- _Work item 1_
According to the Chromera velia abstract, what single gene was documented in the mitochondrial genome of C. velia?
- _Work item 2_
Return the passage of the Chromera velia abstract from "Chromera velia, endosymbioses" to "haptophytes (CASH lineages).", copied exactly.

Chromera velia, endosymbioses and the rhodoplex hypothesis--plastid evolution in cryptophytes, alveolates, stramenopiles, and haptophytes (CASH lineages).

The discovery of Chromera velia, a free-living photosynthetic relative of apicomplexan pathogens, has provided an unexpected opportunity to study the algal ancestry of malaria parasites. In this work, we compared the molecular footprints of a eukaryote-to-eukaryote endosymbiosis in C. velia to their equivalents in peridinin-containing dinoflagellates (PCD) to reevaluate recent claims in favor of a common ancestry of their plastids. To this end, we established the draft genome and a set of full-length cDNA sequences from C. velia via next-generation sequencing. We documented the presence of a single coxI gene in the mitochondrial genome, which thus represents the genetically most reduced aerobic organelle identified so far, but focused our analyses on five "lucky genes" of the Calvin cycle. These were selected because of their known support for a common origin of complex plastids from cryptophytes, alveolates (represented by PCDs), stramenopiles, and haptophytes (CASH) via a single secondary endosymbiosis with a red alga. As expected, our broadly sampled phylogenies of the nuclear-encoded Calvin cycle markers support a rhodophycean origin for the complex plastid of Chromera. However, they also suggest an independent origin of apicomplexan and dinophycean (PCD) plastids via two eukaryote-to-eukaryote endosymbioses. Although at odds with the current view of a common photosynthetic ancestry for alveolates, this conclusion is nonetheless in line with the deviant plastome architecture in dinoflagellates and the morphological paradox of four versus three plastid membranes in the respective lineages. Further support for independent endosymbioses is provided by analysis of five additional markers, four of them involved in the plastid protein import machinery. Finally, we introduce the "rhodoplex hypothesis" as a convenient way to designate evolutionary scenarios where CASH plastids are ultimately the product of a single secondary endosymbiosis with a red alga but were subsequently horizontally spread via higher-order eukaryote-to-eukaryote endosymbioses.

- _Collected material_
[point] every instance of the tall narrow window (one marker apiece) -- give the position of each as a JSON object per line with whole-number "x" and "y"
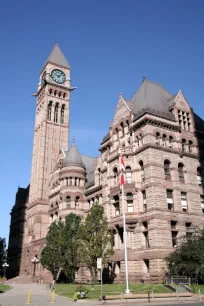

- _Exercise answer 1_
A single coxI gene.

- _Exercise answer 2_
Chromera velia, endosymbioses and the rhodoplex hypothesis--plastid evolution in cryptophytes, alveolates, stramenopiles, and haptophytes (CASH lineages).